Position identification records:
⟨
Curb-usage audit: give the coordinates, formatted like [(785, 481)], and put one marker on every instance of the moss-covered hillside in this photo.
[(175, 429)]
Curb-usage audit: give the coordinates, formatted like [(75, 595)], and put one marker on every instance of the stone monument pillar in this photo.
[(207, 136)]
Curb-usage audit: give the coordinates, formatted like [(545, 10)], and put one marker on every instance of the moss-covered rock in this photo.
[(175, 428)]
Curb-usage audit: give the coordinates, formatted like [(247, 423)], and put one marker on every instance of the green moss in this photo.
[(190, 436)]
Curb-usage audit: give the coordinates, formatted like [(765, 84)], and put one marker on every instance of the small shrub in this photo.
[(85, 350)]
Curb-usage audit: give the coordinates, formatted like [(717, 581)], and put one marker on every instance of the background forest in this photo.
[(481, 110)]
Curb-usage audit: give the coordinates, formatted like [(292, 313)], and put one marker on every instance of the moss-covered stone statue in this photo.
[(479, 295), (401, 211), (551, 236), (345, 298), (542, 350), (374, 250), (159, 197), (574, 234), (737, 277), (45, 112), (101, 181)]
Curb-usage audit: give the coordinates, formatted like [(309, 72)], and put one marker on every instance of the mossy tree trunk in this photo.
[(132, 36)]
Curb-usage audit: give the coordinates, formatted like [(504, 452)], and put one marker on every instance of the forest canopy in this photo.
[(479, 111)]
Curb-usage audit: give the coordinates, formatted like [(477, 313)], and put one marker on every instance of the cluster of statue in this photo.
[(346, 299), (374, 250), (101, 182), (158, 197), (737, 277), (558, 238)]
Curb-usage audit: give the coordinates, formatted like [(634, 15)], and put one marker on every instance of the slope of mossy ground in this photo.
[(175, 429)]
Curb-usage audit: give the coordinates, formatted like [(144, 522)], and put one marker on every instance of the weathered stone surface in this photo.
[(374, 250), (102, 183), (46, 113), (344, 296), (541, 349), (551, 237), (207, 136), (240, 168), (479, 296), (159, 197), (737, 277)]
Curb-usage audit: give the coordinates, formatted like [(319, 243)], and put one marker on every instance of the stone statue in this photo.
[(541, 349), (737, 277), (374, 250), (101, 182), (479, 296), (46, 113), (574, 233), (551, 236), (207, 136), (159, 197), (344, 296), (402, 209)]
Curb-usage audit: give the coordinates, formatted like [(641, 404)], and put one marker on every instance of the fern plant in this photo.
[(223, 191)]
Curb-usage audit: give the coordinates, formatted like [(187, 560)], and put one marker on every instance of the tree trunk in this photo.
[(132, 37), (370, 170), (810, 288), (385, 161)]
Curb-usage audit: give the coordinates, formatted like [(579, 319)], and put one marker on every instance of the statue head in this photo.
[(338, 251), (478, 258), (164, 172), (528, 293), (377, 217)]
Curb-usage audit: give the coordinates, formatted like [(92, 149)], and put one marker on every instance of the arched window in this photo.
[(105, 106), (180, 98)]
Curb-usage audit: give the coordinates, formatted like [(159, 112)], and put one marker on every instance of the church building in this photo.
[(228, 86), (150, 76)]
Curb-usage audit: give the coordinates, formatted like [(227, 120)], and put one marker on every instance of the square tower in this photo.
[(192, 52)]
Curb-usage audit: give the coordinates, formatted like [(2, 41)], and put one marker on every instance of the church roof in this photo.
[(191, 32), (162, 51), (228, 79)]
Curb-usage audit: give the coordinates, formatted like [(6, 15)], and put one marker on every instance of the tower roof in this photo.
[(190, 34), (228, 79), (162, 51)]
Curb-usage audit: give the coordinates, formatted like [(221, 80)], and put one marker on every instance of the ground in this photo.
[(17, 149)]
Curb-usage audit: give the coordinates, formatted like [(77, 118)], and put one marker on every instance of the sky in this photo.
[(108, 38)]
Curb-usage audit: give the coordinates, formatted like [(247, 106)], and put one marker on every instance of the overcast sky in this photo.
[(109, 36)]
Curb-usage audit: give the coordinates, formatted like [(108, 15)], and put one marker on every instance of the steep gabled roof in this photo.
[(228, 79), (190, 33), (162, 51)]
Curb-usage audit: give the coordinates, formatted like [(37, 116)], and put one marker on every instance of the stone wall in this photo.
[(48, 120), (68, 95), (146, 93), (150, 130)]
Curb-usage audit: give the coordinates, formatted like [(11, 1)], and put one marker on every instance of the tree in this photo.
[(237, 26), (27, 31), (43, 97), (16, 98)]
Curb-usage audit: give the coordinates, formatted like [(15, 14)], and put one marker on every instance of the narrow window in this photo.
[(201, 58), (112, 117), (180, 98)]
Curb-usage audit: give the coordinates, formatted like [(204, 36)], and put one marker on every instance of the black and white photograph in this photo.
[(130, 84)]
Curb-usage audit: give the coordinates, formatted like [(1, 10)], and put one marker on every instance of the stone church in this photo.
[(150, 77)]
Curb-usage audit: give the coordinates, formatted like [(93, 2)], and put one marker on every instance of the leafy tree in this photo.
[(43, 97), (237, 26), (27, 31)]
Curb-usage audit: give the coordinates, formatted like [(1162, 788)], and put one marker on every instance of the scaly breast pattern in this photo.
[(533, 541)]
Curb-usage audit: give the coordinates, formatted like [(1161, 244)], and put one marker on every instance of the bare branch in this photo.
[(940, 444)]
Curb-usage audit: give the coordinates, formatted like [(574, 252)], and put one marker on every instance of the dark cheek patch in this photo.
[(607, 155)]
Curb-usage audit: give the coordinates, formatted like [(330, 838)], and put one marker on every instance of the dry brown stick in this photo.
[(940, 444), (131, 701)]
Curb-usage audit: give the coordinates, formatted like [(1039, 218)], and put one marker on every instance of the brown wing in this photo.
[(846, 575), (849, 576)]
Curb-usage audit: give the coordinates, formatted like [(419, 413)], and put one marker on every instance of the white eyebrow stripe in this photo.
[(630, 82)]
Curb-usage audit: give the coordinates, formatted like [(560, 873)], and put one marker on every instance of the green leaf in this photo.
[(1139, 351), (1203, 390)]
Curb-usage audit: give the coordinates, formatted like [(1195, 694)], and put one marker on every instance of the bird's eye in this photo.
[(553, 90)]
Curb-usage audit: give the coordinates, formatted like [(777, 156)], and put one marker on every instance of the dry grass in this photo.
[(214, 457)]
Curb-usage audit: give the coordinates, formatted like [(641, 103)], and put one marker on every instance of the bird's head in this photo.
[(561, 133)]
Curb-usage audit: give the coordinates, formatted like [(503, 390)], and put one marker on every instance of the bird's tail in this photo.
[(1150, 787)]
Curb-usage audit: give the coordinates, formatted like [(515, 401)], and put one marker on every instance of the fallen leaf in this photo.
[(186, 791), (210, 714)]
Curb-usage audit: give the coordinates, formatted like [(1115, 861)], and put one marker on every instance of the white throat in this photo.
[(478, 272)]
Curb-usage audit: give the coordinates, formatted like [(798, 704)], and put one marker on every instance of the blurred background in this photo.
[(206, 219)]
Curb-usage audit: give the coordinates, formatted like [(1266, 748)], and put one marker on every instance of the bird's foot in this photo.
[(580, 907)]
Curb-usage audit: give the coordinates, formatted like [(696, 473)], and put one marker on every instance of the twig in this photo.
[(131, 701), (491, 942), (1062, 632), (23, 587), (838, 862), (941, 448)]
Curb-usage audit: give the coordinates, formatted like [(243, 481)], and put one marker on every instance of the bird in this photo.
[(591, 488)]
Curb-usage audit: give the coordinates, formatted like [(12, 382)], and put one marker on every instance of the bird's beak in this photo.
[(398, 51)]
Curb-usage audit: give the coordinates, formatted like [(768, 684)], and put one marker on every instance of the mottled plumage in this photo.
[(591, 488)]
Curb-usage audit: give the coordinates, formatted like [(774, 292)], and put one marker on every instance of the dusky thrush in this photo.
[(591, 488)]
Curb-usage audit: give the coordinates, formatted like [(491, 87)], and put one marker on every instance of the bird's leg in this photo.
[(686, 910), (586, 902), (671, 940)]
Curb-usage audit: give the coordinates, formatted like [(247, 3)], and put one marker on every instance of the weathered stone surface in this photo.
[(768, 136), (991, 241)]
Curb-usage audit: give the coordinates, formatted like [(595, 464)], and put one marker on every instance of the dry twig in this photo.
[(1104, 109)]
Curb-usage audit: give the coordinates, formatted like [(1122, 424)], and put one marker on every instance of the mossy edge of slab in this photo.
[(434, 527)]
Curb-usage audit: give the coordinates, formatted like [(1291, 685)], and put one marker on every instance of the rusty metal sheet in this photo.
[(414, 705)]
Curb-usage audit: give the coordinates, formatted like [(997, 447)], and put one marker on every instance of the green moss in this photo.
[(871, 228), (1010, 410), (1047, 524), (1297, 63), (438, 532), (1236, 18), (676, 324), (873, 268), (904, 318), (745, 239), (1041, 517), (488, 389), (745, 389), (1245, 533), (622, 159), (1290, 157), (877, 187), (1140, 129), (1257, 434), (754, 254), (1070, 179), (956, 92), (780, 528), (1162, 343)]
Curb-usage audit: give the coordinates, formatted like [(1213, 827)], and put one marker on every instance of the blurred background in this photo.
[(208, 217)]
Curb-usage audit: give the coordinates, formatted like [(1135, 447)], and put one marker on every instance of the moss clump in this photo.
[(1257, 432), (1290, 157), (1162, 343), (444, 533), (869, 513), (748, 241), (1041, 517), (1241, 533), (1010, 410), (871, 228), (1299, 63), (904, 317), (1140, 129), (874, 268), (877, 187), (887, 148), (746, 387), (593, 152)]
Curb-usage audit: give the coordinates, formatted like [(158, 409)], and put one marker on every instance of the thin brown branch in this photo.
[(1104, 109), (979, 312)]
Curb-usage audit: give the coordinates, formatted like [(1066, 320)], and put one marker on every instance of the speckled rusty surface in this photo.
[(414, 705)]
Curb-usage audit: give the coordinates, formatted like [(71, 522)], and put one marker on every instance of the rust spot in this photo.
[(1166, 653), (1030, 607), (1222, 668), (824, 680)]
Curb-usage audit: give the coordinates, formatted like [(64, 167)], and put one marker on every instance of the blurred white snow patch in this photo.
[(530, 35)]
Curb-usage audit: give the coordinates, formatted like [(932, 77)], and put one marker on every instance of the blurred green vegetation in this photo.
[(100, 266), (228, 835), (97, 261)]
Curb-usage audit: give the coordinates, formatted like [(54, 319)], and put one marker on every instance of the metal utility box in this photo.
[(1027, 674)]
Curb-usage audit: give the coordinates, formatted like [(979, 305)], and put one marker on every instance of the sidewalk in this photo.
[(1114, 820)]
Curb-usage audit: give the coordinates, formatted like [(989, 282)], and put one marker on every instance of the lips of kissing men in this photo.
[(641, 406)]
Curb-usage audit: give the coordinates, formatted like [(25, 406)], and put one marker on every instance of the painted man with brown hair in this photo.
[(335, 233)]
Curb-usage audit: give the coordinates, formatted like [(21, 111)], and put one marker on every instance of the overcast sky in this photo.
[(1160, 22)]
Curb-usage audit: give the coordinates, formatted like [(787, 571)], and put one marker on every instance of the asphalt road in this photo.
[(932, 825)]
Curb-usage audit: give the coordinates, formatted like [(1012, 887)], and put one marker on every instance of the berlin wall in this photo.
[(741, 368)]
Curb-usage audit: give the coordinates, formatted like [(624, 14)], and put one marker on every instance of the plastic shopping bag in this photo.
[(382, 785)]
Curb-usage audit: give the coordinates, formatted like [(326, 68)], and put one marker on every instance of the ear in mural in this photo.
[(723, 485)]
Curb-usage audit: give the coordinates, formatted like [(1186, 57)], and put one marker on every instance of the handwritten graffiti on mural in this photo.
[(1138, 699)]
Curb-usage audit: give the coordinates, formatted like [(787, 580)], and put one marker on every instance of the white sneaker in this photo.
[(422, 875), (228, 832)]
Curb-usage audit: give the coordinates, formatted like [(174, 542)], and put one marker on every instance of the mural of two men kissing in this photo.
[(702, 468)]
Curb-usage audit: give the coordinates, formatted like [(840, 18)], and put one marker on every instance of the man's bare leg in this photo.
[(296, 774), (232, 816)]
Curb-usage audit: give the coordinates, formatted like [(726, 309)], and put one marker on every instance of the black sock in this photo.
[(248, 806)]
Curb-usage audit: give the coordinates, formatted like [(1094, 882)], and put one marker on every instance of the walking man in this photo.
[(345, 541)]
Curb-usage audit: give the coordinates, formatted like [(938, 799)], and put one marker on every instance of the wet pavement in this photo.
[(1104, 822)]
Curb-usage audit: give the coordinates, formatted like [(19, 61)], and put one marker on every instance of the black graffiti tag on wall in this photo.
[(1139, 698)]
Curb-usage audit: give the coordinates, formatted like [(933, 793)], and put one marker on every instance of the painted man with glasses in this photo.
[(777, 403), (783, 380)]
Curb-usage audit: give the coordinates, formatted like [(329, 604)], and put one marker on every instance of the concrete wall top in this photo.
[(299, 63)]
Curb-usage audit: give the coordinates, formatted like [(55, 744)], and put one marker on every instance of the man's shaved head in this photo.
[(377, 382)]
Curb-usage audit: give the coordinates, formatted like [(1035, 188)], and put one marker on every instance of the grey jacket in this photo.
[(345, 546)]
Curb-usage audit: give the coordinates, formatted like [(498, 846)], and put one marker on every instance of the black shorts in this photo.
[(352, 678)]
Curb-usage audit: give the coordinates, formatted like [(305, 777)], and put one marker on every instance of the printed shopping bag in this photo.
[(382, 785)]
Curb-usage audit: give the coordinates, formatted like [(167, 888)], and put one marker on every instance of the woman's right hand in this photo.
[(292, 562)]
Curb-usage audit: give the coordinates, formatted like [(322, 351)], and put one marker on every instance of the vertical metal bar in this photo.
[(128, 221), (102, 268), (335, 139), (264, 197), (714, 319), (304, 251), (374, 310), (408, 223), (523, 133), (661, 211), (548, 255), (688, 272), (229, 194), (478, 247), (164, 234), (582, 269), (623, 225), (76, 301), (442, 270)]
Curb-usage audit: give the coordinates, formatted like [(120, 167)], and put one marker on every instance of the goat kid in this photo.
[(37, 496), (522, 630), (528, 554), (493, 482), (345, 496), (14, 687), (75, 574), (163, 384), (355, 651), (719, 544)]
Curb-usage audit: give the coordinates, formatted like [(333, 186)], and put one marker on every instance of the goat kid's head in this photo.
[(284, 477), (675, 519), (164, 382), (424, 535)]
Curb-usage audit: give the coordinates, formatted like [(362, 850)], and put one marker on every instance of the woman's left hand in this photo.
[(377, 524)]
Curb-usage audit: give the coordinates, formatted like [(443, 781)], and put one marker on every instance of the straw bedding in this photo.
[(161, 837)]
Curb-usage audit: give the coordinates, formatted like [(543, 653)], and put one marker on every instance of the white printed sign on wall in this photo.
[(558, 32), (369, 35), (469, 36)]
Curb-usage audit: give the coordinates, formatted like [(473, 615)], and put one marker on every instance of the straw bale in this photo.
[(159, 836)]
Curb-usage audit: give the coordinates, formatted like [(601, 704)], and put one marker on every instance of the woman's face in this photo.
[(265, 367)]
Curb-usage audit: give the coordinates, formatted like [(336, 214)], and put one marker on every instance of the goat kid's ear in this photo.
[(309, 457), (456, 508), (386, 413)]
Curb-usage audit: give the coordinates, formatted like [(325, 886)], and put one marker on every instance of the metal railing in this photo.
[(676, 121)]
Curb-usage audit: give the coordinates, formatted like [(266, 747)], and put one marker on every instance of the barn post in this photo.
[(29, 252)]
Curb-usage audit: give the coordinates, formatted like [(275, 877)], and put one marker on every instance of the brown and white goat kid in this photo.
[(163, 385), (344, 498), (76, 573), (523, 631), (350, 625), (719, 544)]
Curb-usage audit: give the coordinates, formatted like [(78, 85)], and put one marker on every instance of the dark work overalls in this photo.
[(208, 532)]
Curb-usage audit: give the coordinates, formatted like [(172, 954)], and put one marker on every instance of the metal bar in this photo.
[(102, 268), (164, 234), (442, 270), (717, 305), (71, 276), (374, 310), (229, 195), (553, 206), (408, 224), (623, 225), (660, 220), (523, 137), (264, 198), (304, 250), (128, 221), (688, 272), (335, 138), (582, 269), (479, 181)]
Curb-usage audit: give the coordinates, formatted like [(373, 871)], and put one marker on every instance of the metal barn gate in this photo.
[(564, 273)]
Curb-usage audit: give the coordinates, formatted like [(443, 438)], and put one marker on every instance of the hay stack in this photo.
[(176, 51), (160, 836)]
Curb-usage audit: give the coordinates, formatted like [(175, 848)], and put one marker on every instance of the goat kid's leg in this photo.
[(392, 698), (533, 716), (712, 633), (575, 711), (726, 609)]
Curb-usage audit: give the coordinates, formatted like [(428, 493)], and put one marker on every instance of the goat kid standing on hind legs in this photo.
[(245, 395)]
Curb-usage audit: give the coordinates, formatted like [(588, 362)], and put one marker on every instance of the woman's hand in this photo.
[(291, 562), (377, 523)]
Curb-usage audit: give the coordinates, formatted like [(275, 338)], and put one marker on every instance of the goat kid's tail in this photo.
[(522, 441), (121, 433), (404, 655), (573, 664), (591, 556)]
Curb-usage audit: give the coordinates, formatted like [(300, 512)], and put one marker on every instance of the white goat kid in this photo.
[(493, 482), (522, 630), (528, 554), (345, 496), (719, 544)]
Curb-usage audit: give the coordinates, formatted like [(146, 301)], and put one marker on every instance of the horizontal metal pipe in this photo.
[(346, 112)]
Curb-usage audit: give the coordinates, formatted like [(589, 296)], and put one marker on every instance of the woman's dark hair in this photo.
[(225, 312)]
⟩
Please update the lines from the one containing "stone wall in this photo." through the one containing "[(201, 58), (112, 117), (180, 98)]", replacing "stone wall" with "brick wall" and keeping everything else the same.

- **Exercise solution**
Curb-usage audit: give the coordinates, formatted like [(37, 116)], and put one marker on every instance of the brick wall in this photo.
[(48, 120), (68, 95), (146, 93), (150, 130)]
Curb-usage audit: give the coordinates, formatted like [(11, 1)], and put one marker on every instance of the tree in this photo.
[(237, 26), (27, 31), (43, 97), (16, 98)]
Curb-usage audit: give the coordinates, formatted like [(15, 14)], and put one marker on every instance of the narrow window in this photo.
[(201, 58), (112, 117), (180, 98)]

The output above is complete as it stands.